Your tasks:
[1] Answer these questions from the summary of the MCC session:
(a) Which country leads the way in the preliminary MCC index findings?
(b) Where does the UK rank overall on that index?
(c) How many times greater are prescription costs for people with three or more chronic conditions than for those without?
[2] Return a passage from the summary of the MCC session word for word. Begin at the words "Chrissy described a" and stop after "strategies and initiatives.".

Dr Chrissy Bishop opened the session by posing a serious question to delegates: Are health systems prepared for MCCs?
She noted that, according to the World Health Organization, by 2020 chronic diseases will account for three-quarters of all deaths worldwide and that 60% of the burden of chronic diseases will occur in developing countries.1 Furthermore, the burdens of chronic conditions, such as heart disease, stroke, chronic obstructive pulmonary disease (COPD) and diabetes, are rising significantly and will be the leading causes of death by the year 2040.2 Each additional chronic condition results in a 51% greater use of physician services and people with three or more chronic conditions have prescription costs that are 6.6 times greater than those without.3
However, Chrissy acknowledged that it’s hard to create interest in this topic because global reporting of MCCs is not standardised and people measure it in different ways.4
Chrissy believes that opportunities to reduce the burden of MCCs lie with healthcare providers, policy makers, the digital health industry and the broader public health community.
Chrissy advocates moving away from single disease guidelines to symptom-based or specific MCC guidelines to create new and consistent models of integrated care. This includes integration of mental and physical healthcare to create guidelines that support services for patients who commonly have two diseases together such as diabetes and depression or heart disease and depression.
Chrissy described a research programme at the Economist Intelligence Unit, sponsored by Teva, which is designed to drive dialogue and action by policymakers around the world on how healthcare systems can be better prepared to deal with the increasing burden of MCCs. The research programme has created a composite index that measures how well-prepared health systems are to manage the increasing burden of MCCs. The MCC index, which includes policy indicators associated with high-quality outcomes, ranks countries according to their success in promoting and funding the right strategies and initiatives.
Preliminary findings from 25 countries across the globe who had the required data indicate that Spain leads the way in terms of MCCs, but the UK isn’t far behind. The UK, which ranks fifth overall, falls in the ‘prepared’ category indicating that its health system has the infrastructure to support the management of MCCs.
Chrissy said that the UK excels because it follows the National Institute for Health and Care Excellence (NICE) guidelines and it has a good policy on integrated care.
To further explore how the UK’s policy and guidance on MCCs translates into clinical practice, Chrissy spoke with consultant pharmacist Dr Nina Barnett, who is a practitioner working in MCC care.
Dr Barnett said that she had used the NICE guidelines on multimorbidity5 to change how pharmacists may achieve a more ‘patient-centred’ conversation with their patients regarding their medication. Dr Barnett notes that a simple way to start the conversation with a patient with multimorbidity is to ask: “If you can get one thing from this consultation what would it be?” She believes that in order to effect a change in practice around the management of medicines in people with multimorbidity, change needs to come from a variety of sources. This may include an evidence-based approach, but it can also be supported by individual and organisational role models, case examples, NHS policy and a political will for change.
Chrissy supports this view and believes that bringing opinions together from different sectors in order to get people to listen to the problem at hand is important when developing an indicator such as the MCC index.
The MCC index report will provide the context to the index. The report will also include details of four key findings for successful MCC management, which require attention in the first instance:
- An in-depth understanding of the epidemiology of MCCs;
- Strong political leadership to make long-term healthcare decisions;
- Information and technology for care co-ordination;
- Input from families and carers.
Teva looks forward to the ongoing collaboration with the Economist Intelligence Unit on this important programme of work. The report that will be generated from the work programme will be independently produced by the Economist Intelligence Unit.

Supplied records:

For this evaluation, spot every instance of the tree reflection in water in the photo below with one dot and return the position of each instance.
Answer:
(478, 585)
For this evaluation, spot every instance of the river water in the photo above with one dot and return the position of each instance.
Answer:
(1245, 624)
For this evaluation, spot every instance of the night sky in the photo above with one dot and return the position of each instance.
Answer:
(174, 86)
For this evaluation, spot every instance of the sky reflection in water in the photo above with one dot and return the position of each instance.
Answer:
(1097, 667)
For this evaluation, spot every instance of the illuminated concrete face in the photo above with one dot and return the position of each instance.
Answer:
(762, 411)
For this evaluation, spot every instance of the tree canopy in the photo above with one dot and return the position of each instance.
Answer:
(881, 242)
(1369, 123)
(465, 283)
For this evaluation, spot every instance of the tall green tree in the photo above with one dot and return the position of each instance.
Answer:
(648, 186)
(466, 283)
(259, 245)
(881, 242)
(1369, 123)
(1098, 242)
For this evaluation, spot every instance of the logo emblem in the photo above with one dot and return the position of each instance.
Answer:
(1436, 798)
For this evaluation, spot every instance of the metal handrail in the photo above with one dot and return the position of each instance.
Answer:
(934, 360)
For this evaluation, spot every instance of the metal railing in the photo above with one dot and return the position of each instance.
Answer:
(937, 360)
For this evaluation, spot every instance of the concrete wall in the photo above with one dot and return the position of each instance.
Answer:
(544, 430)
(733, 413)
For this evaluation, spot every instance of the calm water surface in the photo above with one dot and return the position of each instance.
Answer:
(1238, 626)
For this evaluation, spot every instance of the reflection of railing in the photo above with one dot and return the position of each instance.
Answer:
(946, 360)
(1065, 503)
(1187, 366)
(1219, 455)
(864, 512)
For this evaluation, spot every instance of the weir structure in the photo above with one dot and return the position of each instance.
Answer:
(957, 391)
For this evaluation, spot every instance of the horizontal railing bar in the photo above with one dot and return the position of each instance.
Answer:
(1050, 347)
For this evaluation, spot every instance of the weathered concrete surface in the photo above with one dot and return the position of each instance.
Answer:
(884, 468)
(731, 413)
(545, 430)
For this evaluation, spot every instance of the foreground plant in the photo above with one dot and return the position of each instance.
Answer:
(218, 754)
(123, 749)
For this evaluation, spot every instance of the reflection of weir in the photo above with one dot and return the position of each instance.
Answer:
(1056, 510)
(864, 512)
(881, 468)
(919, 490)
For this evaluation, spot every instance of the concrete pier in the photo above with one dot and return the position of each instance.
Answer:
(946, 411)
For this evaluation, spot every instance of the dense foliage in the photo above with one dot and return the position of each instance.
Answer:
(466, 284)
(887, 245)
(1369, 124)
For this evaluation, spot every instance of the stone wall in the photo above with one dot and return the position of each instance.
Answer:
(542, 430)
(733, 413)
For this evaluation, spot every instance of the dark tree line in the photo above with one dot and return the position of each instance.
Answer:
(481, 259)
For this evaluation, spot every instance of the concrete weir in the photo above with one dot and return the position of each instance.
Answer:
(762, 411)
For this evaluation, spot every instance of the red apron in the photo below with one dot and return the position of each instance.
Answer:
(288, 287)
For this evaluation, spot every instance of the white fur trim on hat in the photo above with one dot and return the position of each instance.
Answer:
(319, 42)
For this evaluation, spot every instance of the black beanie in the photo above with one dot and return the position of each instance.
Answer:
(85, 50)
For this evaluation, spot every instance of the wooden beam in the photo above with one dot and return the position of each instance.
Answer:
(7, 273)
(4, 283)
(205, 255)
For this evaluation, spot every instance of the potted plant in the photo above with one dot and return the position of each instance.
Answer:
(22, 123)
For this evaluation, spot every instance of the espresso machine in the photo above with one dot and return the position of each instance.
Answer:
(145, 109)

Answers to the problems:
[1]
(a) Spain
(b) Fifth
(c) 6.6 times

[2]
Chrissy described a research programme at the Economist Intelligence Unit, sponsored by Teva, which is designed to drive dialogue and action by policymakers around the world on how healthcare systems can be better prepared to deal with the increasing burden of MCCs. The research programme has created a composite index that measures how well-prepared health systems are to manage the increasing burden of MCCs. The MCC index, which includes policy indicators associated with high-quality outcomes, ranks countries according to their success in promoting and funding the right strategies and initiatives.